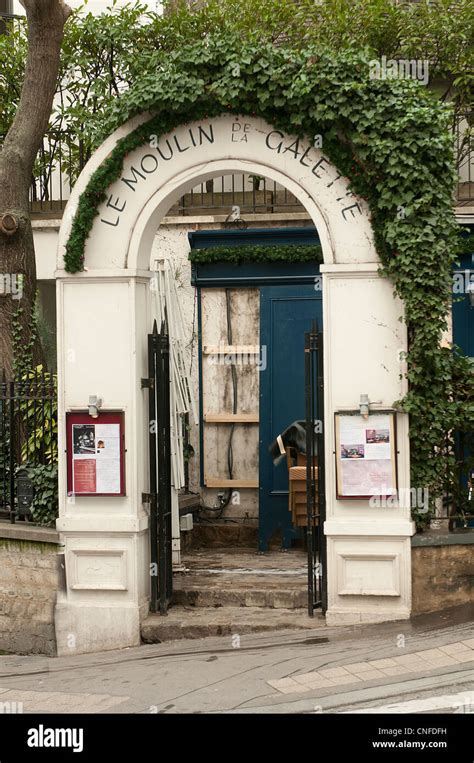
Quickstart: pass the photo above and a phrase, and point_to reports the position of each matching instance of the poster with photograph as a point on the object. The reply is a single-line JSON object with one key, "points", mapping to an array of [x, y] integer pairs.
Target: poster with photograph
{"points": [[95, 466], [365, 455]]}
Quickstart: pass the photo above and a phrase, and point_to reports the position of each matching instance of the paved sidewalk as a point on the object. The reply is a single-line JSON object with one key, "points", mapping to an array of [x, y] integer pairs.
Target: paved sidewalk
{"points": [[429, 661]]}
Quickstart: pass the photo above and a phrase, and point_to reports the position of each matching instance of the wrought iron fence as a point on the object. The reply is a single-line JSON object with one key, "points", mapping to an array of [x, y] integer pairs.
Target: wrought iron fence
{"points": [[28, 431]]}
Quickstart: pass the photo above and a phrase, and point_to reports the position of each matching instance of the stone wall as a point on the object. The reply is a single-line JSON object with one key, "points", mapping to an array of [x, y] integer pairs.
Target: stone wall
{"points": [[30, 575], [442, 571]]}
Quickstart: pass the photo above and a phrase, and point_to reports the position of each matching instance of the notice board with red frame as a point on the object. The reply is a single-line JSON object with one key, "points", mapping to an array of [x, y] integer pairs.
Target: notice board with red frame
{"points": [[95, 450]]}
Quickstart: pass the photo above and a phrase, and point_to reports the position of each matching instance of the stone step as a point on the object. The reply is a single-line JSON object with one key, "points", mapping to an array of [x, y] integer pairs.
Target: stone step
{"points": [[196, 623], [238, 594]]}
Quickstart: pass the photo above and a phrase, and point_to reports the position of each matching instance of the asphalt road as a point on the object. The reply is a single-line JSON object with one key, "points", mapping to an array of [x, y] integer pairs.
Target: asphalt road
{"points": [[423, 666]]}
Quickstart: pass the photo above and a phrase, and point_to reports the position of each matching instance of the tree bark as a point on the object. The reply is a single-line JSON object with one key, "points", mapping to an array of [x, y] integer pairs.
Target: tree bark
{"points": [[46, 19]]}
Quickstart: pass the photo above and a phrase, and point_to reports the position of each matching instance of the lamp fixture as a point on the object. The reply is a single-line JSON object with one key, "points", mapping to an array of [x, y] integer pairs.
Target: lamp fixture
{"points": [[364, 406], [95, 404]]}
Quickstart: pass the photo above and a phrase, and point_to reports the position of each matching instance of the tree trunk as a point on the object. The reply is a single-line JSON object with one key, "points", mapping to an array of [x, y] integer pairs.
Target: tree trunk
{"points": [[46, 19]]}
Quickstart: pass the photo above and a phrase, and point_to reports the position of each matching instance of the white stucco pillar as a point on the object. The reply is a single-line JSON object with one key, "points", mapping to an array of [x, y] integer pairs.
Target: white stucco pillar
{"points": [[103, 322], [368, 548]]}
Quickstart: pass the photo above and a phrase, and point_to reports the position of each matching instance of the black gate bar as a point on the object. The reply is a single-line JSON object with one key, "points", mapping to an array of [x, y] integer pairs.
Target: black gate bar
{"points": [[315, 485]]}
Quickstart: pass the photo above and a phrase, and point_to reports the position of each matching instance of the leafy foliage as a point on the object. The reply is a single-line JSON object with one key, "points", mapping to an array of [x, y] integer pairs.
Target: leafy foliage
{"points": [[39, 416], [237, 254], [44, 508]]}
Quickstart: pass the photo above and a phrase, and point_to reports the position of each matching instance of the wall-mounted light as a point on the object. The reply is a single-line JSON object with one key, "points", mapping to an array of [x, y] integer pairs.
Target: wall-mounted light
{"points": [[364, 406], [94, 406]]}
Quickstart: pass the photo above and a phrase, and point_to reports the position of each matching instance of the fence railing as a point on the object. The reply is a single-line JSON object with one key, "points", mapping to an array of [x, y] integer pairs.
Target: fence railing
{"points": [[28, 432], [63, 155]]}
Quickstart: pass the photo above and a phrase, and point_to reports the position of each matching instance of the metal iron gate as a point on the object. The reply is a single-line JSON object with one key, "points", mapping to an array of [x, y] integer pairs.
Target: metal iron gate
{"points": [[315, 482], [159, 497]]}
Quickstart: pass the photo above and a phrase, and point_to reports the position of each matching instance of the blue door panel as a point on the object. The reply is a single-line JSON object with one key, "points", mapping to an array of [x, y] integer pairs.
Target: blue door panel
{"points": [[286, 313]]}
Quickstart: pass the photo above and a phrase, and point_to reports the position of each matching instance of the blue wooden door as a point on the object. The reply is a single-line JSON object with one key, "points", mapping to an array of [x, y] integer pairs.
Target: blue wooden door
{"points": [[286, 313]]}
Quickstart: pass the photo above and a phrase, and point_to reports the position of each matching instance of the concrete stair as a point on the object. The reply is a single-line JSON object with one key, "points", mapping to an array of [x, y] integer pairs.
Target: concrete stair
──────
THE TASK: Now copy each line of the entries that mentions "concrete".

ANSWER TO THIS EXERCISE:
Quickstart: pass the photo above and a phrase, and point_to reports the position of each matching instance of the concrete stair as a point on the object. The reply is a single-line JSON object with one key, "points", mapping to an array of [x, y] integer pairs.
Target: concrete stair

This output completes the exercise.